If we have fixed, deterministic feature vectors $x_1, x_2, ..., x_n \in \mathbb{R^d}$ with an unknown model parameter $\theta^*$ and the error $z$ with $N(0,\sigma^2)$. For the feature vector $x_i$ applies $N(0,\sigma^2)$. Then $y_i$ is calculated like this:
$$y_i = \langle x_i\,,\theta^*\rangle + z_i$$
How do we come from the second last to the last step in the following equations?

DATASET
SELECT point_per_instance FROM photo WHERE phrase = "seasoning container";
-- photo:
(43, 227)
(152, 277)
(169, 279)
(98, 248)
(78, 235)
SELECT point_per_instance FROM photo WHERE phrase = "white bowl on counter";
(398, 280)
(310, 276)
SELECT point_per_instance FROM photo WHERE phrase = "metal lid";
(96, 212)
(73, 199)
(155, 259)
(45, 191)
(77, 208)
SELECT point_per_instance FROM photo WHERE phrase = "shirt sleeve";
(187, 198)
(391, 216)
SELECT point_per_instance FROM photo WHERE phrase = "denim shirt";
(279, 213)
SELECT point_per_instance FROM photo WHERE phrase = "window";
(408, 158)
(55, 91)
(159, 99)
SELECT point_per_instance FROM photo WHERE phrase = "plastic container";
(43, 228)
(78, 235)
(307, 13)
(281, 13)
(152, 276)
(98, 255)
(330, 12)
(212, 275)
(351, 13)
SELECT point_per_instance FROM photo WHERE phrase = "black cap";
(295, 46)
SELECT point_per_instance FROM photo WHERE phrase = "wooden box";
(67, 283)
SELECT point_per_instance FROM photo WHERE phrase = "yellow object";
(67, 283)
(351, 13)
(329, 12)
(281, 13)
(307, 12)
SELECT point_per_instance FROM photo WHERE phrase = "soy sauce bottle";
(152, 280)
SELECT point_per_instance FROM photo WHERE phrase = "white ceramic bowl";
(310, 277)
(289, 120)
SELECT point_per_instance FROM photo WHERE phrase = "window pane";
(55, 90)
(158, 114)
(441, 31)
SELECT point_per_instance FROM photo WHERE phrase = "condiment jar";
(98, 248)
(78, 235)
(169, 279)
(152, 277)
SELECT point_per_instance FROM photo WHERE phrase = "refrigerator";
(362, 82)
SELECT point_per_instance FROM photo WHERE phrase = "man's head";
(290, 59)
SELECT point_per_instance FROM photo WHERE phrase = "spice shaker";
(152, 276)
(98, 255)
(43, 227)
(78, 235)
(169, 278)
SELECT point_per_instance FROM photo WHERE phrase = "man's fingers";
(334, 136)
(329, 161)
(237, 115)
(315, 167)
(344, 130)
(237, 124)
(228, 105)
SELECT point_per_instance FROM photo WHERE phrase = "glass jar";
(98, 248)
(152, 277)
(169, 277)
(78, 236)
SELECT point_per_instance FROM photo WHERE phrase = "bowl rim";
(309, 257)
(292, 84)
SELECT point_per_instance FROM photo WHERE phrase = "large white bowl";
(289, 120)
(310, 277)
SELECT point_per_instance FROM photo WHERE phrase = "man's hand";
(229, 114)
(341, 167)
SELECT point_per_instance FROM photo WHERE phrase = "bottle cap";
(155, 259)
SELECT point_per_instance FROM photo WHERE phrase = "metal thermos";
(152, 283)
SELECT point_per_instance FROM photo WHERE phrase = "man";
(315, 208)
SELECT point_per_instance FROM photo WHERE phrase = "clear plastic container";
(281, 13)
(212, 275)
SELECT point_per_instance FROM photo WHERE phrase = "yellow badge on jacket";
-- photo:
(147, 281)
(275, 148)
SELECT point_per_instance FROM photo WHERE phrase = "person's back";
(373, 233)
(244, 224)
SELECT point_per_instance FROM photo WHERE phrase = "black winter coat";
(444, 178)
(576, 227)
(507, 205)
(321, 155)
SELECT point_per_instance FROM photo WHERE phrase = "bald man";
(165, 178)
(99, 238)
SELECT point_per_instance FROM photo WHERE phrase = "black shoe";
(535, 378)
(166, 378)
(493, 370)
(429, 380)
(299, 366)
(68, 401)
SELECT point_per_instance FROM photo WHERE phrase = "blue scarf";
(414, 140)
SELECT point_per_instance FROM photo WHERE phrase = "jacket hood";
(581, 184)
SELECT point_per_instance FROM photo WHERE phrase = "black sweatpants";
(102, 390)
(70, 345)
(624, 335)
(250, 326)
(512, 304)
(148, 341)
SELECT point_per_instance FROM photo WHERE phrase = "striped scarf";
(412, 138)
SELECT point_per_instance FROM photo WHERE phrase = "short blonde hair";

EXERCISE REQUIREMENTS
[1] In the regression post, what distribution does the error z follow?
[2] Summarize the regression post in two sentences.
[3] List each quantity in the regression post that is described in words as well as given a symbol.

RESPONSES IN ORDER
[1] The error z follows a normal distribution with mean 0 and variance σ², written N(0, σ²).

[2] The post sets up a model with fixed, deterministic feature vectors x_1 through x_n in R^d, an unknown parameter θ*, and a normally distributed error with mean 0 and variance σ², so that each y_i equals the inner product of x_i and θ* plus z_i. It then asks how to get from the second-to-last step to the last step in a chain of equations.

[3]
- Feature vectors x_1, x_2, ..., x_n (fixed and deterministic)
- Model parameter θ* (unknown)
- Error z